### SET PROBLEM A
Starting at the line of the rows that contains "the blurred crowd." and ending with the last row, give those lines again with "referee" replaced by "umpire" and everything else left the same.

EX-99.1 2 v405415_ex99-1.htm NOTICE OF ACCESS

 

Exhibit 99.1

 

 

 

 

NOTICE AND ACCESS NOTIFICATION TO SHAREHOLDERS

 

Dear Shareholder:

 

You are receiving this notification as New Gold Inc. (“New Gold” or the “Company”) is using the notice and access model (“Notice and Access”) for the delivery of meeting materials to shareholders for its Annual and Special Meeting of shareholders (“Meeting”) to be held on April 29, 2015.

 

Under Notice and Access, instead of receiving printed copies of the Company’s management information circular (“Circular”), the audited consolidated financial statements of New Gold for the year ended December 31, 2014 and management’s discussion and analysis (collectively, the “Meeting Materials”), shareholders are receiving this notification containing information on how to access the Meeting Materials electronically. Shareholders with existing instructions on their account to receive printed materials will receive a printed copy of the Meeting Materials.

 

Meeting Date, Location and Purposes

The Meeting will be held at St. Andrew’s Club & Conference Centre, 150 King Street West, 27th Floor, Toronto, Ontario, on Wednesday, April 29, 2015 at 4:00 pm (Eastern time) for the following purposes:

 

1.receiving the audited consolidated financial statements of the Company for the year ended December 31, 2014 and the auditor’s report on those statements;

 

2.electing the directors of the Company for the following year;

 

3.appointing Deloitte LLP as auditor of the Company for the ensuing year and authorizing the directors to fix their remuneration;

 

4.considering and, if deemed appropriate, passing, with or without variation, an ordinary resolution to ratify, confirm and approve the Company’s advance notice policy, as more particularly described in the Circular;

 

5.considering and, if deemed appropriate, passing, with or without variation, an ordinary resolution to ratify, confirm and approve the amended and restated shareholder rights plan of the Company, as more particularly described in the Circular;

 

6.considering and, if deemed appropriate, passing, with or without variation, a non-binding advisory resolution on executive compensation; and

 

7.conducting such other business properly bought before the Meeting or any adjournment or postponement.

 

For detailed information regarding each of the above matters, please refer to the appropriate section of the Circular. New Gold urges shareholders to review the Circular before voting.

 

The record date for the Meeting is March 16, 2015. The record date is the date for the determination of the registered holders of common shares entitled to receive notice of, and to vote at, the Meeting and any adjournment or postponement.

 

Accessing Meeting Materials Online

The Meeting Materials (and the financial statement request card, which is included in the proxy and voting instruction form) can be viewed online under New Gold’s profile at www.sedar.com (Canada) or at www.sec.gov (United States), or at www.newgold.com/annualmeeting2015.

### SUPPLIED MATERIAL
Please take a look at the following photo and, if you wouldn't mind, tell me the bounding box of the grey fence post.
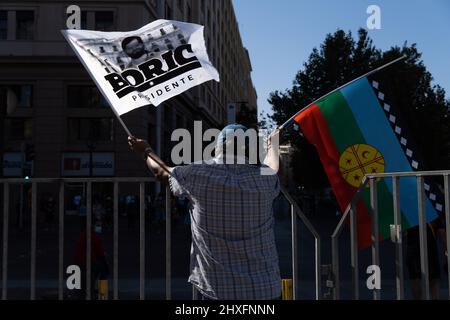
[417,176,430,300]
[58,180,64,300]
[392,177,405,300]
[86,181,92,300]
[30,182,36,300]
[113,181,119,300]
[331,209,350,300]
[2,182,9,300]
[192,285,198,300]
[350,202,359,300]
[166,186,172,300]
[444,174,450,299]
[291,204,298,300]
[139,182,145,300]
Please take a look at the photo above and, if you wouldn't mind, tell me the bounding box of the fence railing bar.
[369,178,380,300]
[86,181,92,300]
[58,180,64,300]
[139,182,145,300]
[166,186,172,300]
[444,174,450,300]
[350,202,359,300]
[392,177,405,300]
[2,182,9,300]
[30,182,37,300]
[113,181,119,300]
[417,176,430,300]
[291,204,298,300]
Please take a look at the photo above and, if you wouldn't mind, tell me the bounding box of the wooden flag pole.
[108,106,172,176]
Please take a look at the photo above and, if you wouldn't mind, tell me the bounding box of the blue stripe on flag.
[341,78,437,226]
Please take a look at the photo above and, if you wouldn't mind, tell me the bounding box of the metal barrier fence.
[331,171,450,300]
[0,178,321,300]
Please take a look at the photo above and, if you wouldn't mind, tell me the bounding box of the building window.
[4,118,33,141]
[67,86,109,108]
[0,84,32,114]
[16,10,34,40]
[0,10,8,40]
[95,11,114,31]
[68,118,114,142]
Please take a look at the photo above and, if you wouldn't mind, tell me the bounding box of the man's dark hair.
[122,36,145,59]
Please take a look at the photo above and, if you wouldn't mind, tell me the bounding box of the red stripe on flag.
[294,105,372,248]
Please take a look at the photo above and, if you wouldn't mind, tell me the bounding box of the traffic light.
[25,143,35,162]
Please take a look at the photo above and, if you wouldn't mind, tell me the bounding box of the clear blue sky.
[233,0,450,120]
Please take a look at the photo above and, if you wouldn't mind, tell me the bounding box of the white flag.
[62,20,219,115]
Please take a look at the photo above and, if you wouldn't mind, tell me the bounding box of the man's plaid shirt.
[169,159,281,299]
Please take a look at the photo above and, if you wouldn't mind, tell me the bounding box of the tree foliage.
[269,29,450,188]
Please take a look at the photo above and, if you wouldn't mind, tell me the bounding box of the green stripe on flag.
[317,91,366,153]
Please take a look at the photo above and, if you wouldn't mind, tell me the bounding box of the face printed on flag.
[62,20,219,115]
[294,76,443,247]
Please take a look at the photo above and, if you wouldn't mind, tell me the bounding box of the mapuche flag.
[293,77,443,248]
[62,19,219,115]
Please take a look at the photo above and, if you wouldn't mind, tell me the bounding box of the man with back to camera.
[128,124,281,300]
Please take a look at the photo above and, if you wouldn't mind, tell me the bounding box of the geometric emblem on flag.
[339,144,385,188]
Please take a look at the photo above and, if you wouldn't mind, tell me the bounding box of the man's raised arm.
[128,137,172,183]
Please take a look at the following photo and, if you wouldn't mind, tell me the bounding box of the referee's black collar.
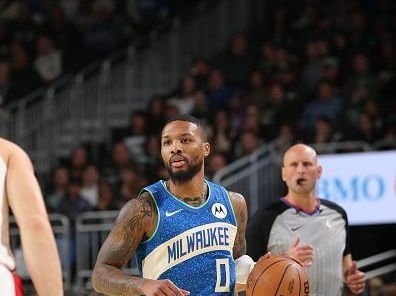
[279,196,321,216]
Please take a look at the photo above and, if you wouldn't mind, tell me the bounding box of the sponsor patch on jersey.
[212,202,227,219]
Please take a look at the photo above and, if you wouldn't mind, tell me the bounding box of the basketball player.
[246,144,365,296]
[93,115,247,296]
[0,138,63,296]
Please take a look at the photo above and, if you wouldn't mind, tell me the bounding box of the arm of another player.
[6,145,63,296]
[342,254,366,295]
[229,192,249,291]
[92,193,189,296]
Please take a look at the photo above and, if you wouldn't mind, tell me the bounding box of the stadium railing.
[76,211,138,289]
[4,0,255,174]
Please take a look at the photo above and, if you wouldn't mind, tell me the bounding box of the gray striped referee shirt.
[246,198,350,296]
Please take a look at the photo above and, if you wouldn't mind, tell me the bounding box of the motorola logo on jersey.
[212,202,227,219]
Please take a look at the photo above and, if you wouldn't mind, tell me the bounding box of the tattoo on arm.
[230,192,247,259]
[93,194,156,295]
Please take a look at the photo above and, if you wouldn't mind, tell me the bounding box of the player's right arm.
[92,193,188,296]
[5,140,63,296]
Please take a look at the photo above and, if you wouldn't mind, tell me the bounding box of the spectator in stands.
[124,111,147,163]
[6,42,42,103]
[352,113,382,144]
[271,122,296,154]
[260,83,298,138]
[227,92,245,132]
[102,141,134,184]
[304,116,341,144]
[322,57,344,92]
[59,177,92,230]
[209,110,236,157]
[118,166,147,206]
[45,166,69,212]
[94,182,119,211]
[233,132,261,159]
[215,33,253,88]
[344,86,369,130]
[80,164,100,207]
[83,1,118,58]
[34,35,63,84]
[205,152,227,180]
[144,135,162,181]
[189,57,210,89]
[168,75,196,114]
[242,105,266,138]
[0,60,10,106]
[191,89,213,125]
[246,70,268,110]
[58,177,92,276]
[300,40,323,102]
[42,5,84,72]
[301,81,343,130]
[147,95,165,135]
[347,53,378,96]
[9,2,39,50]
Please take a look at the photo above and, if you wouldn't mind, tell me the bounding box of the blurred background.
[0,0,396,295]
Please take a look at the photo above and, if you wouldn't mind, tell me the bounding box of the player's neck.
[285,192,318,212]
[166,176,208,206]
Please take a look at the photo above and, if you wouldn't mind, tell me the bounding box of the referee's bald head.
[282,144,318,166]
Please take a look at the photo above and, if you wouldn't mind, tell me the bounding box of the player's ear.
[282,165,286,182]
[316,165,323,179]
[202,142,210,157]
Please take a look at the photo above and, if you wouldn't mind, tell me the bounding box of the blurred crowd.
[42,0,396,220]
[0,0,192,106]
[0,0,396,295]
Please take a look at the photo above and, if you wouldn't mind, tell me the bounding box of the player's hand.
[257,252,272,262]
[345,261,366,295]
[142,280,190,296]
[286,237,313,266]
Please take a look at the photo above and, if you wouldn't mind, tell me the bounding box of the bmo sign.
[316,151,396,225]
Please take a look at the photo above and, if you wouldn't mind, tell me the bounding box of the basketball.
[246,256,309,296]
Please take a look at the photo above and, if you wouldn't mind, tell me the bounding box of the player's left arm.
[342,254,365,295]
[229,192,247,259]
[229,192,253,292]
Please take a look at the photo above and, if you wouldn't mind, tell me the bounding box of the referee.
[246,144,365,296]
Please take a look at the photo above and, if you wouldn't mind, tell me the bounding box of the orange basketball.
[246,256,309,296]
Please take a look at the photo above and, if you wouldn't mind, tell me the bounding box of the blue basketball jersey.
[136,180,237,296]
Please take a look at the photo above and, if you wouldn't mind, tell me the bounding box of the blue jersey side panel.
[136,181,237,296]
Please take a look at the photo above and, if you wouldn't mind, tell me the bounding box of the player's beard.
[166,159,203,185]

### SET PROBLEM B
Print the part of the shareholder notice that begins at the words "6.considering and, if" and ends after the words "Circular before voting.", copied word for word.

### EXPECTED ANSWER A
Please take a look at the photo above and, if you wouldn't mind, tell me the bounding box of the blurred crowd.
[42,0,396,220]
[0,0,192,106]
[0,0,396,295]
Please take a look at the photo above and, if you wouldn't mind, tell me the bounding box of the player's hand.
[257,252,272,262]
[345,261,366,295]
[142,280,190,296]
[286,237,313,266]
Please take a look at the photo above and, if you wouldn't mind, tell me the bounding box of the bmo sign.
[316,151,396,225]
Please take a look at the photo above and, if you wouldn't mind, tell me the bounding box of the basketball.
[246,256,309,296]
Please take a look at the photo above and, if you wouldn't mind, tell me the bounding box of the player's left arm.
[342,254,365,295]
[229,192,247,259]
[229,192,253,292]
Please take a look at the photo above and, if you wouldn't mind, tell me the bounding box of the umpire.
[246,144,365,296]
Please take a look at the photo above and, if you wouldn't mind, tell me the bounding box of the orange basketball.
[246,256,309,296]
Please take a look at the photo above and, if you wouldn't mind, tell me the bounding box of the blue basketball jersey.
[136,180,237,296]
Please take a look at the photo above and, if you wouldn't mind, tell me the bounding box of the blue jersey side panel.
[136,181,237,296]
Please take a look at the photo above and, if you wouldn't mind, tell me the bounding box of the player's beard.
[166,159,203,185]

### EXPECTED ANSWER B
6.considering and, if deemed appropriate, passing, with or without variation, a non-binding advisory resolution on executive compensation; and

 

7.conducting such other business properly bought before the Meeting or any adjournment or postponement.

 

For detailed information regarding each of the above matters, please refer to the appropriate section of the Circular. New Gold urges shareholders to review the Circular before voting.